= CONSIGNE =
D'après le texte sur les expositions de la Villa Médicis, répondez aux questions suivantes.
1. Combien d'expositions monographiques la Villa Médicis présente-t-elle actuellement à Rome ?
2. Dans quelle ville est né Adel Abdessemed ?
3. Quelles œuvres Adel Abdessemed présente-t-il ici ?

= TEXTE DU DOCUMENT =

• • • • • • •

Nichée au cœur d’une cité qui fut au cours des siècles observatrice autant qu’actrice de quelques-unes des mutations majeures de nos sociétés occidentales, la Villa Médicis présente actuellement à Rome cinq expositions monographiques qui témoignent d’un monde en devenir, à la fois multiple et de plus en plus complexe. Témoins privilégiés des mouvements migratoires et des métissages culturels, économiques et politiques, les artistes invités se trouvent au cœur des débats et des conflits qui interpellent nos sociétés. Chacun s’interroge sur les fluctuations et les incertitudes qui taraudent notre monde, et particulièrement l’Europe. L’un est d’origine algérienne, un autre est né en Albanie, qui aux Etats-Unis ou en France. Ni contempteurs ni encenseurs, tous s’appuient sur l’intimité et la spécificité de leur propre expérience d’homme et de femme confrontés à la globalisation et ayant fait le choix de s’en nourrir plutôt que de s’en défier. Du passé, il ne saurait être question de faire table rase, bien au contraire, mais celui-ci ne constitue qu’une partie des éléments et des variables qui contribuent à façonner une personnalité, construire une identité.
Né à Constantine et installé à Paris, le plasticien Adel Abdessemed, qui présente ici une sculpture et deux vidéos, aime à apparenter ses œuvres à des actes clairs, francs et immédiats, plutôt qu’à des images. S’appuyant également sur la photographie, le dessin et la performance, il explore les limites sociales, culturelles et politiques spécifiques aux sociétés occidentales et musulmanes. La globalisation comme source de pression et de discorde est un autre des axes de sa réflexion.

• • • • • • •

= DONNÉES AFFICHÉES =
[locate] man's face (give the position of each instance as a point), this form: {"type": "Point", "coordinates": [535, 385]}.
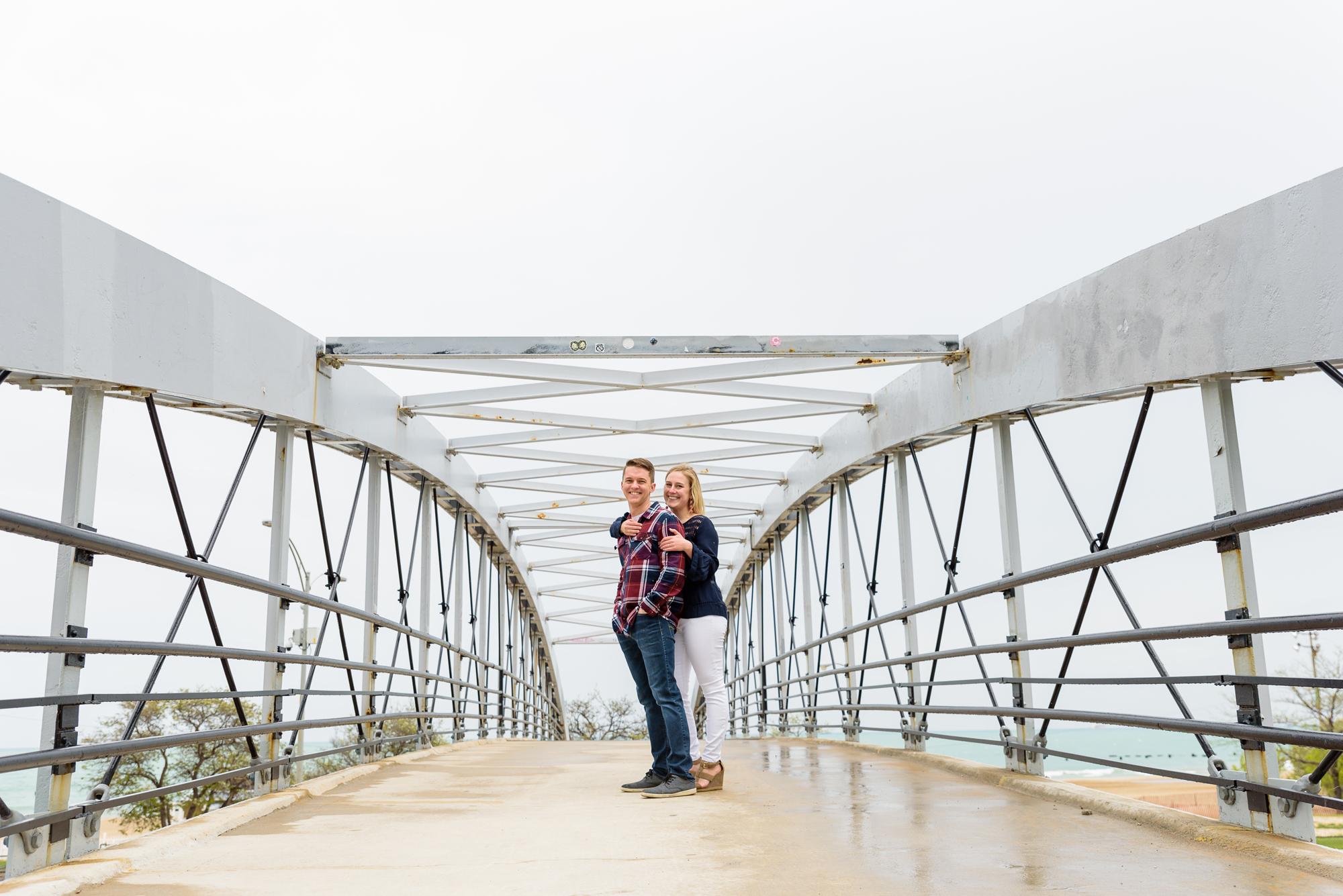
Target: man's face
{"type": "Point", "coordinates": [637, 486]}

• • • • • • •

= CORRIGÉ =
1. Cinq expositions monographiques.
2. À Constantine.
3. Une sculpture et deux vidéos.